# JOB A
In the freight-rate discussion below, rewrite the paragraph that begins "Most of the str8 loads" as a short bulleted list that keeps its main facts.

# EXCERPT TO READ

════

Lets say $1500 and $4350 to you.
Am I close? LOL!!

No sir this is just an LTL they could give you the $1500 but I would only make a couple franklins but my point is if I can get this with LTL how come expedite rates haven't went up since I been doing this? I don't really know what the 24 ft trucks move for but is not close? I used to move mine for $1.35 but that was before fsc
 

runrunner

Veteran Expediter
No sir this is just an LTL they could give you the $1500 but I would only make a couple franklins but my point is if I can get this with LTL how come expedite rates haven't went up since I been doing this? I don't really know what the 24 ft trucks move for but is not close? I used to move mine for $1.35 but that was before fsc

I'm talking Expedited here.
 

Murraycroexp

Veteran Expediter
No sir this is just an LTL they could give you the $1500 but I would only make a couple franklins but my point is if I can get this with LTL how come expedite rates haven't went up since I been doing this? I don't really know what the 24 ft trucks move for but is not close? I used to move mine for $1.35 but that was before fsc

Most of the str8 loads we've brokered out in the last 18 months went for right about $2 per mile. Expedite. 18' minimum.
 

Brisco

Expert Expediter
I would charge 3925.00 as a Carrier. Plus FSC.

I'm talking Expedited here.

Plus FSC???

You forgot to add the Complimentary :p :p :p for the Sarcasm................:p

Never ever ever would I........EXPEDITE or Not.........Pay ANY Company....IOO....Contract Driver.....UShip idiot......whoever..........this kind of money to get ANY type of Freight hauled.

Maybe if you had a Concorde sitting out there and could get it there in 12 minutes for me........................

$5 a mile AND FSC.................

════

# JOB B
Transcribe the lines of the records, starting with the line that contains "Where can you spot the hat" and going on through the line that contains "column 634, row 251".

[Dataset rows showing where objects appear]
════

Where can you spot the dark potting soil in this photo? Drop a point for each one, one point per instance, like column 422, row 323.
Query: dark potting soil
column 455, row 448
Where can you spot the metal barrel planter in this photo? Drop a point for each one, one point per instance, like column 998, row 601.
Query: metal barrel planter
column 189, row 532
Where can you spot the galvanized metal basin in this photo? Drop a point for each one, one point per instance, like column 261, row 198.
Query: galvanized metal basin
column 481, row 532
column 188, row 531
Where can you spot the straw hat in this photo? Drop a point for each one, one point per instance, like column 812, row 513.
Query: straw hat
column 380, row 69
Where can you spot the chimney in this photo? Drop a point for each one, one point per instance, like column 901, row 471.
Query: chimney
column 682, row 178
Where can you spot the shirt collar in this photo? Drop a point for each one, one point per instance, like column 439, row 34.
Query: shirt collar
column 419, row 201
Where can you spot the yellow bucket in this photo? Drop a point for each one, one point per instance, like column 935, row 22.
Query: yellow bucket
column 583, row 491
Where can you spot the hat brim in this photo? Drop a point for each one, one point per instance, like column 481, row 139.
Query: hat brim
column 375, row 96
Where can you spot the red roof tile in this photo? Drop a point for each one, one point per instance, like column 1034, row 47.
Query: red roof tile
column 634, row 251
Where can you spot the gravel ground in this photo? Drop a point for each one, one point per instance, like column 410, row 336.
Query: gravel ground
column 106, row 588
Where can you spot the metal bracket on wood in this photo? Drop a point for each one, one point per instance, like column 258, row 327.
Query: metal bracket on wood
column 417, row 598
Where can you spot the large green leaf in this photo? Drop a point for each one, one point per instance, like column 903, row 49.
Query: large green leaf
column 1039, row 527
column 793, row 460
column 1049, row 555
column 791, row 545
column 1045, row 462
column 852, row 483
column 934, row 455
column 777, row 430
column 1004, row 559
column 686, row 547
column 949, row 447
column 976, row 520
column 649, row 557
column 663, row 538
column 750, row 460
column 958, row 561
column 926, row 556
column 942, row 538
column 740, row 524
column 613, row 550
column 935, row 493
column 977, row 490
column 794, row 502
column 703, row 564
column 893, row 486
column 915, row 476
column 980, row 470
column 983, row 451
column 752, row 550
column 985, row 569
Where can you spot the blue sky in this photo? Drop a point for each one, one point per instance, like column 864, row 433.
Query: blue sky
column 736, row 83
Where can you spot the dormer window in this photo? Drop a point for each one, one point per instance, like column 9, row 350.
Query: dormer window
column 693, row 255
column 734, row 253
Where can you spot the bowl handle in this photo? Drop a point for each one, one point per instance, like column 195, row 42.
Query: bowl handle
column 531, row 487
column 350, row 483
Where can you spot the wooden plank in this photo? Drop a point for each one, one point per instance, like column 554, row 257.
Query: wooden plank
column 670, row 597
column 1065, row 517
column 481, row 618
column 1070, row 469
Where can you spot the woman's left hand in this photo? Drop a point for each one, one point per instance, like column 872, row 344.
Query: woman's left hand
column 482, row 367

════

# EXERCISE ANSWER A
- Most of the straight loads brokered out in the last 18 months went for about $2 per mile.
- These were expedited loads.
- The minimum was 18 feet.

# EXERCISE ANSWER B
Where can you spot the hat brim in this photo? Drop a point for each one, one point per instance, like column 481, row 139.
Query: hat brim
column 375, row 96
Where can you spot the red roof tile in this photo? Drop a point for each one, one point per instance, like column 1034, row 47.
Query: red roof tile
column 634, row 251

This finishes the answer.